*** Excerpt ***

My family, from my parents to Marieke’s parents to our children, love the fact that I write. Both our children now write and they are only 9 and 7. Summer was shortlisted in her school for her first effort so we are very proud of them as well.
What was one of the most surprising things you learned about yourself in creating your books?
That I can write gory stuff as easily as anything else. That I can write so much every day. That I am being read and enjoyed by people all around the world. That in itself is an amazing reward.
Do you have any suggestions to help others become a better writer? If so, what are they?
Find your own particular method for getting the job done - and stick to it. I like routine, which means I like writing for 10am to about 3pm. School hours is my best time to write now due to making it routine.
Other things I do is that I write an outline as not much more than an idea. This gives characters room to move and upset the balance that has settled in my head. Write the first draft from start to finish. Do not go back and edit. Let the characters dictate as much as they like.
I’ve had characters put themselves in holes that I did not know the answer to - until something else happened. I feel that if I don’t know what’s going to happen, then it will keep the reader guessing as well. It makes the writing of the novel exciting, which I hope transfers to the reading of it.
Take each comment from your beta readers seriously. Listen to what they have to say. There will be many out there who will think the same thing if you do make a necessary change.
Most importantly, grow a thick skin. There will be people out there that will not like your words. You WILL get that one star review sooner or later. It is the way of the world. When I got my one star review, I laughed.
Do you hear from your readers much? What kinds of things do they say
I love hearing from my readers, being that I am still a relatively new author. I am on Facebook, Twitter and run a blog, just so people can find me. The response I have been getting has been amazing. It’s invigorates my soul when I hear people talking about my book.

*** End of Excerpt ***
*** Material provided ***

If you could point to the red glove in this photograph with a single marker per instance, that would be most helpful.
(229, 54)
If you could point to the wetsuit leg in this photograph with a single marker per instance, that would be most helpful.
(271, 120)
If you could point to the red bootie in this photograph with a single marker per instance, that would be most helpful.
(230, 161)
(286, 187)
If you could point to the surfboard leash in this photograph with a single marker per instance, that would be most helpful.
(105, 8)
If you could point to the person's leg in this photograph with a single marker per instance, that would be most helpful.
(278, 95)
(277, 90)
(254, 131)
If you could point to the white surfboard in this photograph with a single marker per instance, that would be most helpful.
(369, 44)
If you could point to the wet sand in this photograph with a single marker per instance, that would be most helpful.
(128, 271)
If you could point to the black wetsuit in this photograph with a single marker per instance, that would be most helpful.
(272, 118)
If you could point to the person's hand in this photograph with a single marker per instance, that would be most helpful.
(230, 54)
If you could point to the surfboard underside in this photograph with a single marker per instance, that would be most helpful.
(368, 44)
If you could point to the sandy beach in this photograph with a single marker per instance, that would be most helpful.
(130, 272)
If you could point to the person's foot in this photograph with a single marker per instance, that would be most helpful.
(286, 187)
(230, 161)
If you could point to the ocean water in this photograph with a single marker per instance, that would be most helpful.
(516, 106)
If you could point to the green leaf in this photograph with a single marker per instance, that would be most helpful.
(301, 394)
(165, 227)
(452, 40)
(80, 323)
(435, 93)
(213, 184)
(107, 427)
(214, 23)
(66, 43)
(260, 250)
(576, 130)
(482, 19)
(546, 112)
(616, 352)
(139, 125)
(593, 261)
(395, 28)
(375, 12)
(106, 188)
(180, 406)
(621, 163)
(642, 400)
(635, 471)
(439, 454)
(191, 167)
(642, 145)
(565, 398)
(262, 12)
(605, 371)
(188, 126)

*** End of Material provided ***

**Work to be completed**
Copy the part of the interview from "What was one" up to and including "making it routine.", word for word. The entries have nothing to do with this exercise.

**Response below**
What was one of the most surprising things you learned about yourself in creating your books?
That I can write gory stuff as easily as anything else. That I can write so much every day. That I am being read and enjoyed by people all around the world. That in itself is an amazing reward.
Do you have any suggestions to help others become a better writer? If so, what are they?
Find your own particular method for getting the job done - and stick to it. I like routine, which means I like writing for 10am to about 3pm. School hours is my best time to write now due to making it routine.